### DATA UNDER STUDY
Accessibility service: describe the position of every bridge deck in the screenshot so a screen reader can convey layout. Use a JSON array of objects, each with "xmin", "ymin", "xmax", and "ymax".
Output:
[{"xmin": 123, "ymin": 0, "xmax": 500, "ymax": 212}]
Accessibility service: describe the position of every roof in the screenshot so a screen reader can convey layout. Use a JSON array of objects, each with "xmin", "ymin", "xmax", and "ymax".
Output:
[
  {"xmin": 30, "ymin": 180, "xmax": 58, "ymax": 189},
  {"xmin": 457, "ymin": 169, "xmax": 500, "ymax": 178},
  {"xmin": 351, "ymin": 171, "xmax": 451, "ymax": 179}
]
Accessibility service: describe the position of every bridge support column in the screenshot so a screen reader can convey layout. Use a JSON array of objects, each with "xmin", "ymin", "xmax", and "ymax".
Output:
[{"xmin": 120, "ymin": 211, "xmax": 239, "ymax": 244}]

* * *

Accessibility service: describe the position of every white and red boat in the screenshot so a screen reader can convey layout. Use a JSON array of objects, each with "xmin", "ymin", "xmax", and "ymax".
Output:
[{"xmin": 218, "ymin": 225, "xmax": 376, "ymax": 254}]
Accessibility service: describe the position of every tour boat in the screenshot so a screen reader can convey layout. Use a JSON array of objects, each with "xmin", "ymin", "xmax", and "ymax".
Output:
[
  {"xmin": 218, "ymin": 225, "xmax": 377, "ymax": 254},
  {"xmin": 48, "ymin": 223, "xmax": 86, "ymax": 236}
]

### WHAT YOU SHOULD DO
Work out how many lines in the material above include the word "convey", and write down that number alone.

### EXERCISE OUTPUT
5